Reproduce the opening lines of the listing below exactly, stopping after the line that contains "For the mapping pass, tag each instance of the stone" and leaving out any pictures.

★ ★ ★ ★ ★

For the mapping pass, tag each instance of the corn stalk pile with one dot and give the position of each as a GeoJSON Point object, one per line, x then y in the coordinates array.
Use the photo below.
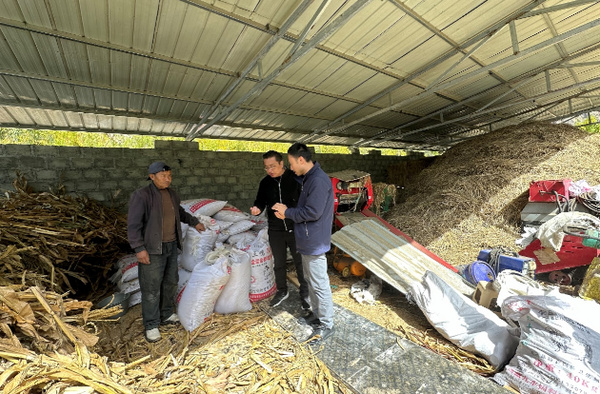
{"type": "Point", "coordinates": [237, 353]}
{"type": "Point", "coordinates": [51, 239]}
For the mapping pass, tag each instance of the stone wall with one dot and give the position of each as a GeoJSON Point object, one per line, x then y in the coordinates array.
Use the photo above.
{"type": "Point", "coordinates": [110, 175]}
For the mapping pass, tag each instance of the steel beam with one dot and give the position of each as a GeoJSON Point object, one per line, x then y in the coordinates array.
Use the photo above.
{"type": "Point", "coordinates": [475, 39]}
{"type": "Point", "coordinates": [259, 87]}
{"type": "Point", "coordinates": [110, 88]}
{"type": "Point", "coordinates": [259, 56]}
{"type": "Point", "coordinates": [499, 63]}
{"type": "Point", "coordinates": [558, 7]}
{"type": "Point", "coordinates": [519, 81]}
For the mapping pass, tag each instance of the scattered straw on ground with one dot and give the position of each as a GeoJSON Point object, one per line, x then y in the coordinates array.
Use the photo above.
{"type": "Point", "coordinates": [471, 196]}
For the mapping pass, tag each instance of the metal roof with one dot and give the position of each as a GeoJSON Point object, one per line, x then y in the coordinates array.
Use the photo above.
{"type": "Point", "coordinates": [411, 74]}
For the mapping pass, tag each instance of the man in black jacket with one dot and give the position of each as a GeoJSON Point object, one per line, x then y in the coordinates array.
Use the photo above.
{"type": "Point", "coordinates": [280, 186]}
{"type": "Point", "coordinates": [154, 233]}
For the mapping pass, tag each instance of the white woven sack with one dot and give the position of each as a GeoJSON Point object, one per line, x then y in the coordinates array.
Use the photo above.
{"type": "Point", "coordinates": [129, 287]}
{"type": "Point", "coordinates": [230, 213]}
{"type": "Point", "coordinates": [235, 295]}
{"type": "Point", "coordinates": [198, 243]}
{"type": "Point", "coordinates": [262, 280]}
{"type": "Point", "coordinates": [242, 240]}
{"type": "Point", "coordinates": [239, 227]}
{"type": "Point", "coordinates": [201, 292]}
{"type": "Point", "coordinates": [203, 206]}
{"type": "Point", "coordinates": [559, 348]}
{"type": "Point", "coordinates": [126, 269]}
{"type": "Point", "coordinates": [184, 277]}
{"type": "Point", "coordinates": [135, 298]}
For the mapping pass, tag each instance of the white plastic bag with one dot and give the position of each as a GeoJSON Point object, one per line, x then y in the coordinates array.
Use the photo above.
{"type": "Point", "coordinates": [126, 269]}
{"type": "Point", "coordinates": [184, 277]}
{"type": "Point", "coordinates": [242, 240]}
{"type": "Point", "coordinates": [230, 213]}
{"type": "Point", "coordinates": [235, 296]}
{"type": "Point", "coordinates": [198, 244]}
{"type": "Point", "coordinates": [203, 206]}
{"type": "Point", "coordinates": [201, 292]}
{"type": "Point", "coordinates": [464, 323]}
{"type": "Point", "coordinates": [559, 351]}
{"type": "Point", "coordinates": [262, 282]}
{"type": "Point", "coordinates": [129, 287]}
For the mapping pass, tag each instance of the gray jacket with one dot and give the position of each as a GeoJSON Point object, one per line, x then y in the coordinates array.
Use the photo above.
{"type": "Point", "coordinates": [144, 220]}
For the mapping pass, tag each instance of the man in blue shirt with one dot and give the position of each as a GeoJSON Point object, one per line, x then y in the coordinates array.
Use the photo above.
{"type": "Point", "coordinates": [313, 218]}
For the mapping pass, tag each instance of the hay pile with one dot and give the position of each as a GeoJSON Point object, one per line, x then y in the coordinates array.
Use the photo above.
{"type": "Point", "coordinates": [471, 197]}
{"type": "Point", "coordinates": [56, 241]}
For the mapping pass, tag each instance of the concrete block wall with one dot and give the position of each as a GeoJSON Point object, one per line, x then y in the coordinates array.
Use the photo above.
{"type": "Point", "coordinates": [110, 175]}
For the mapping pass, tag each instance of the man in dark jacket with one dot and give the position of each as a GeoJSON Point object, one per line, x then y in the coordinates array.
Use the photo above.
{"type": "Point", "coordinates": [280, 186]}
{"type": "Point", "coordinates": [154, 233]}
{"type": "Point", "coordinates": [313, 217]}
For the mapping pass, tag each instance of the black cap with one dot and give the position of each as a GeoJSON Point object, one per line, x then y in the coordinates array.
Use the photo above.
{"type": "Point", "coordinates": [157, 166]}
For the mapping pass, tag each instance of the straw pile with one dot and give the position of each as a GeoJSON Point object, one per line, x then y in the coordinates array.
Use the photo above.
{"type": "Point", "coordinates": [57, 241]}
{"type": "Point", "coordinates": [234, 353]}
{"type": "Point", "coordinates": [471, 197]}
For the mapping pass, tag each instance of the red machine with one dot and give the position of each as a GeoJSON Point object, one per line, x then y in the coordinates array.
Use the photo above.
{"type": "Point", "coordinates": [353, 195]}
{"type": "Point", "coordinates": [573, 253]}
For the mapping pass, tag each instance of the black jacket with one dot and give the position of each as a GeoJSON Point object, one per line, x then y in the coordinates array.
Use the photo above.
{"type": "Point", "coordinates": [144, 220]}
{"type": "Point", "coordinates": [284, 189]}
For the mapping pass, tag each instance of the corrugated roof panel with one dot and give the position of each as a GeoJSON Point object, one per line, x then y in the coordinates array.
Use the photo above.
{"type": "Point", "coordinates": [21, 116]}
{"type": "Point", "coordinates": [84, 96]}
{"type": "Point", "coordinates": [21, 45]}
{"type": "Point", "coordinates": [49, 52]}
{"type": "Point", "coordinates": [57, 118]}
{"type": "Point", "coordinates": [103, 99]}
{"type": "Point", "coordinates": [66, 15]}
{"type": "Point", "coordinates": [94, 17]}
{"type": "Point", "coordinates": [22, 88]}
{"type": "Point", "coordinates": [143, 28]}
{"type": "Point", "coordinates": [77, 60]}
{"type": "Point", "coordinates": [7, 61]}
{"type": "Point", "coordinates": [10, 9]}
{"type": "Point", "coordinates": [120, 15]}
{"type": "Point", "coordinates": [6, 92]}
{"type": "Point", "coordinates": [90, 121]}
{"type": "Point", "coordinates": [44, 91]}
{"type": "Point", "coordinates": [460, 20]}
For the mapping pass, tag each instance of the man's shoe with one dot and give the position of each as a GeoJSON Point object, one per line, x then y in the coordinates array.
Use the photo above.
{"type": "Point", "coordinates": [305, 305]}
{"type": "Point", "coordinates": [280, 296]}
{"type": "Point", "coordinates": [153, 335]}
{"type": "Point", "coordinates": [319, 334]}
{"type": "Point", "coordinates": [311, 319]}
{"type": "Point", "coordinates": [173, 319]}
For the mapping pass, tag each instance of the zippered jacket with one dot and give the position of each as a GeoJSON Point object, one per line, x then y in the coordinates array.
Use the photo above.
{"type": "Point", "coordinates": [314, 213]}
{"type": "Point", "coordinates": [144, 219]}
{"type": "Point", "coordinates": [284, 189]}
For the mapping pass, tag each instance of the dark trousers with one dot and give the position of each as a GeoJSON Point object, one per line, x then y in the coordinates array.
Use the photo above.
{"type": "Point", "coordinates": [279, 242]}
{"type": "Point", "coordinates": [158, 283]}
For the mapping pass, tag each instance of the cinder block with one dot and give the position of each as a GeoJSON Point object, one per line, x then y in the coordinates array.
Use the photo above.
{"type": "Point", "coordinates": [47, 175]}
{"type": "Point", "coordinates": [59, 162]}
{"type": "Point", "coordinates": [32, 162]}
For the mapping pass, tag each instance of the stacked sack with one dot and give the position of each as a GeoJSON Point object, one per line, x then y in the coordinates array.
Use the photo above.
{"type": "Point", "coordinates": [225, 267]}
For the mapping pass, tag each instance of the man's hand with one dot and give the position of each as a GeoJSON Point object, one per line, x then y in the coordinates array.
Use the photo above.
{"type": "Point", "coordinates": [143, 257]}
{"type": "Point", "coordinates": [280, 210]}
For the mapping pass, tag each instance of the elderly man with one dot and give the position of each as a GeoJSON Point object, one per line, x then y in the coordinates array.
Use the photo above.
{"type": "Point", "coordinates": [313, 216]}
{"type": "Point", "coordinates": [154, 233]}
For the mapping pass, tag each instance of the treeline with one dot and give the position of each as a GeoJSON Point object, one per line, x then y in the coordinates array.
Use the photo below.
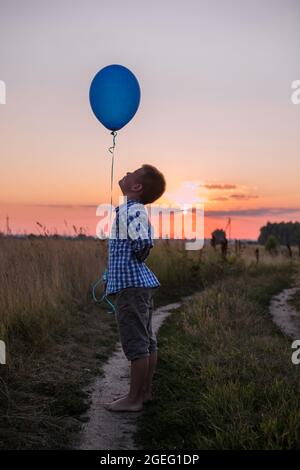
{"type": "Point", "coordinates": [286, 233]}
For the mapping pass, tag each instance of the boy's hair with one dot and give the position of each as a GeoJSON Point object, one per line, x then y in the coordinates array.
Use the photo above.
{"type": "Point", "coordinates": [154, 184]}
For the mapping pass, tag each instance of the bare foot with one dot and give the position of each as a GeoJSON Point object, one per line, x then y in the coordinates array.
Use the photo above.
{"type": "Point", "coordinates": [123, 404]}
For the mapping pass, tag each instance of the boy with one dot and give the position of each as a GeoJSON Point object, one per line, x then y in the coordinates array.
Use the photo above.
{"type": "Point", "coordinates": [133, 282]}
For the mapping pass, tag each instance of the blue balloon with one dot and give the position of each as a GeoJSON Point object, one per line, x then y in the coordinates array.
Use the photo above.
{"type": "Point", "coordinates": [115, 96]}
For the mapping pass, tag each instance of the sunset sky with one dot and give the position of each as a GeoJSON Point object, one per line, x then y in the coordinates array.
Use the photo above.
{"type": "Point", "coordinates": [215, 117]}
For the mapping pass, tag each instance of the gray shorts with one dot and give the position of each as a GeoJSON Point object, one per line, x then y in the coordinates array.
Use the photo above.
{"type": "Point", "coordinates": [134, 307]}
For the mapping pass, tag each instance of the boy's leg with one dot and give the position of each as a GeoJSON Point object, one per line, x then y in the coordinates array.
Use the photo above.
{"type": "Point", "coordinates": [134, 400]}
{"type": "Point", "coordinates": [153, 352]}
{"type": "Point", "coordinates": [133, 318]}
{"type": "Point", "coordinates": [148, 383]}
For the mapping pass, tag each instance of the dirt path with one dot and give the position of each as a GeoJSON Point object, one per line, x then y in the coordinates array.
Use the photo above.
{"type": "Point", "coordinates": [115, 431]}
{"type": "Point", "coordinates": [284, 315]}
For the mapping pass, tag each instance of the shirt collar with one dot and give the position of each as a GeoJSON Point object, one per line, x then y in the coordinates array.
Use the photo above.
{"type": "Point", "coordinates": [130, 202]}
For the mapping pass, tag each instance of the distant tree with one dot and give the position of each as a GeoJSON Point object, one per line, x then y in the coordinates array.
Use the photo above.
{"type": "Point", "coordinates": [218, 237]}
{"type": "Point", "coordinates": [287, 233]}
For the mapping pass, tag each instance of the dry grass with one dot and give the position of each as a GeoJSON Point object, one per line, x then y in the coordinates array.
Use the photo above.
{"type": "Point", "coordinates": [225, 379]}
{"type": "Point", "coordinates": [40, 278]}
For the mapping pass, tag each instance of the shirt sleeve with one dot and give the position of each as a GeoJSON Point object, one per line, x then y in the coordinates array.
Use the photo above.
{"type": "Point", "coordinates": [139, 231]}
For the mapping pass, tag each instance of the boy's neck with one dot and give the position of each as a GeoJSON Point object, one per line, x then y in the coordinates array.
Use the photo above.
{"type": "Point", "coordinates": [132, 197]}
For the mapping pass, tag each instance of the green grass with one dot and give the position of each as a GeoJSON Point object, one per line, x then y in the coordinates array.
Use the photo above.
{"type": "Point", "coordinates": [225, 379]}
{"type": "Point", "coordinates": [295, 301]}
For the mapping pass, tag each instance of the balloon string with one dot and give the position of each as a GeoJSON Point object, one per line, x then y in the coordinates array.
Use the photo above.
{"type": "Point", "coordinates": [112, 152]}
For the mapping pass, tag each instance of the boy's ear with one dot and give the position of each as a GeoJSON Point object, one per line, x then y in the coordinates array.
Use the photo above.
{"type": "Point", "coordinates": [137, 187]}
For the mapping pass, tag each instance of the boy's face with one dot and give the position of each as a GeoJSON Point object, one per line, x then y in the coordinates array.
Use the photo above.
{"type": "Point", "coordinates": [130, 183]}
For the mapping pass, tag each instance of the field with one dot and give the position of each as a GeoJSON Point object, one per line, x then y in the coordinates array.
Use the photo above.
{"type": "Point", "coordinates": [236, 387]}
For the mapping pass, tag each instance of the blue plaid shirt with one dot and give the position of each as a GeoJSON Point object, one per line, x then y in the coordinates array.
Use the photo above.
{"type": "Point", "coordinates": [129, 245]}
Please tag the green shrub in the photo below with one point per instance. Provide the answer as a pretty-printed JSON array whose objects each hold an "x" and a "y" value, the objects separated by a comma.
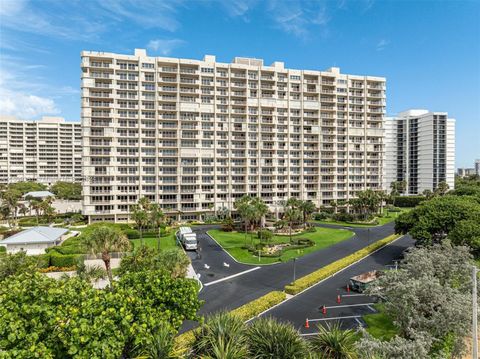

★ ★ ★ ★ ★

- Answer to the problem:
For the mapping pass, tag each instance of the corn stalk pile with one dot and give the position of each as a GeoJSON Point object, one per line, x then y in the coordinates array.
Use the photo below.
{"type": "Point", "coordinates": [237, 353]}
{"type": "Point", "coordinates": [51, 239]}
For the mapping pass, tag each instance of the stone wall with one dot and give the position of each as a GeoJSON Point object, one per line, x then y in the coordinates array.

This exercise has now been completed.